◆ SELECTION:
Brits compel their Kings to be accountable, forcing them to guarantee freedom of speech in exchange for tax revenues. Serfs are freed. Christians die for their beliefs.
1400s – FOLLOW THE MONEY
Henry IV is afflicted with several illnesses – possibly syphilis and epilepsy – and a rash of rebellions by disgruntled nobles. He crushes the nobles with the help of funds provided by Parliament.
In return for giving him money, Parliament demands that the King guarantee its members freedom of speech. In the past, Parliamentary debate had been a nerve-wracking experience since members were liable to be arrested for disagreeing with the King's policies. (See Defeating Threats to Freedom for the modern equivalent – a Member of the EU Parliament threatened with imprisonment for questioning the EU President.)

◆ RECORDS TO USE:
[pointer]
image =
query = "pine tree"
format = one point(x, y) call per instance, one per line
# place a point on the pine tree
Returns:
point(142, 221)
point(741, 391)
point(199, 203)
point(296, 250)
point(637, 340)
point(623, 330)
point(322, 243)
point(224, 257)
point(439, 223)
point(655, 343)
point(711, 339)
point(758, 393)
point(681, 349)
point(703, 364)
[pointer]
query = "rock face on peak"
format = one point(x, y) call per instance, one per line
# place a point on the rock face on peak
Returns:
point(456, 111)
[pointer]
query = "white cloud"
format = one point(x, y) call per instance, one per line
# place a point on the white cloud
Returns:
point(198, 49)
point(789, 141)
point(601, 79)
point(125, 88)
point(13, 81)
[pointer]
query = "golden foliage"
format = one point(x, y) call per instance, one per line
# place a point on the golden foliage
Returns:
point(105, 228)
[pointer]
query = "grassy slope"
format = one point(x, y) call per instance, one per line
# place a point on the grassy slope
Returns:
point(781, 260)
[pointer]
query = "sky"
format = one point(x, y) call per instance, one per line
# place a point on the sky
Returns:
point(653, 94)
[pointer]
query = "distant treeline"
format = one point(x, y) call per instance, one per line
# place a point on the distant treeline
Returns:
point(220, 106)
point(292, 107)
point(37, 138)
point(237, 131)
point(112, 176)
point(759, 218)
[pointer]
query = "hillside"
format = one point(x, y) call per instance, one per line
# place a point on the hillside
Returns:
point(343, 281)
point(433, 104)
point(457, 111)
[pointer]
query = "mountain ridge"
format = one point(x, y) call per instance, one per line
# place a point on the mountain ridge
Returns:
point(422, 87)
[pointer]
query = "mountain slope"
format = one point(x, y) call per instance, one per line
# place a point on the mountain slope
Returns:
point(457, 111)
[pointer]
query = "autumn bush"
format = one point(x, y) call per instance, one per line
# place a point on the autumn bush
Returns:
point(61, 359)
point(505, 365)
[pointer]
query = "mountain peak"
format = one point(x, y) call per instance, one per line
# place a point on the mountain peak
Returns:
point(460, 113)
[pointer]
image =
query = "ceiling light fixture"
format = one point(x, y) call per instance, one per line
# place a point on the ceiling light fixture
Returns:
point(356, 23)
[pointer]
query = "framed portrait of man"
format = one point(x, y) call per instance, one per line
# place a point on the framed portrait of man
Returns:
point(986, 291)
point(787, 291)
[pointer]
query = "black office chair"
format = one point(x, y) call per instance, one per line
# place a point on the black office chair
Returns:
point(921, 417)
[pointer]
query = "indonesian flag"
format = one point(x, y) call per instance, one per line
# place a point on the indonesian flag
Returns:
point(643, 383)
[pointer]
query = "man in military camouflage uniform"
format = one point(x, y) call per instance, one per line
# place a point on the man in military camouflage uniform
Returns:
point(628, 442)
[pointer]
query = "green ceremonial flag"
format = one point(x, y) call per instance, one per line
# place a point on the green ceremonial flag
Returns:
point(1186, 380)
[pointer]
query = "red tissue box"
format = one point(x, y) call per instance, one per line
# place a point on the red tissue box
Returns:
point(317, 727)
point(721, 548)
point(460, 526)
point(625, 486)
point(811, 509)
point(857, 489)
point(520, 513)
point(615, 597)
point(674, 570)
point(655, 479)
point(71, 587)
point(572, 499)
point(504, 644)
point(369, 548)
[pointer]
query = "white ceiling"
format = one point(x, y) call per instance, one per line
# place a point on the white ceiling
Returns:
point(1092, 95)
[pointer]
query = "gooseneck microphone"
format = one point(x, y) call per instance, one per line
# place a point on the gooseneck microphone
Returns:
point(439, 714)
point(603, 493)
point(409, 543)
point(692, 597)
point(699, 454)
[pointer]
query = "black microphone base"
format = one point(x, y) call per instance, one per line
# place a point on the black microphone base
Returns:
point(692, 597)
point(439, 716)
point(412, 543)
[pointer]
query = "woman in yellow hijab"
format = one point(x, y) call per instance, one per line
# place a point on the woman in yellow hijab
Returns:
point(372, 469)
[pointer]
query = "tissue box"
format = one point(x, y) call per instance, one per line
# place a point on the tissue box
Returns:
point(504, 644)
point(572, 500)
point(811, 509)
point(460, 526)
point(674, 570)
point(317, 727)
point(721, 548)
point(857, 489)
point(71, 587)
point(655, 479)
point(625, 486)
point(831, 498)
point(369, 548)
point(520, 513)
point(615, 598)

◆ PROBLEMS:
1) Reproduce the records verbatim, starting at their first line and ending at the line containing "point(758, 393)", with both of those lines included.
2) Continue the passage on Henry IV and Parliament from the point where it stops.
The text and the records were taken from unrelated sources.

◆ RESULTS FOR EACH TASK:
1)
[pointer]
image =
query = "pine tree"
format = one point(x, y) call per instance, one per line
# place a point on the pine tree
Returns:
point(142, 221)
point(741, 391)
point(199, 203)
point(296, 250)
point(637, 340)
point(623, 330)
point(322, 243)
point(224, 257)
point(439, 223)
point(655, 343)
point(711, 339)
point(758, 393)

2)
1400s MANXMEN GAIN REPRESENTATION
The Manx people who live on the beautiful and temperate Isle of Man develop a unique system of representation. Originally Irish, Norse, Scottish, and English, the Manx are Gaelic speakers who live on their isle in the Irish Sea off the west coast of England. For more than a thousand years they have gathered in open-air conventions called Tynwalds. Some describe the Tynwald as an early version of Parliament. Annexed by England in the 13th century, the Manx continue their independent ways. Manxmen known as 'Keys,' who represent each of six sheadings on the Isle, interpret the law, and advise the Lords of the Isle.
1401-1414 LOLLARDS RISE
Inspired by John Wycliffe, non-conforming Christians called Lollards oppose the Church’s rituals, power, and wealth. Women as well as men are preachers. Their ideals include:
Lollard ideals are alive today, in part because they were willing to die for them and in part because many people continue to respond to them. The Church and Henry IV declare the Lollards heretics. In 1401 William Sawtrey becomes the first Lollard to be burned at the stake. In 1407, Wycliffe’s Bible is banned, and a number of Lollards are executed. Lollards are mistaken in wanting a theocratic state. Their courage in defence of their beliefs cannot be denied.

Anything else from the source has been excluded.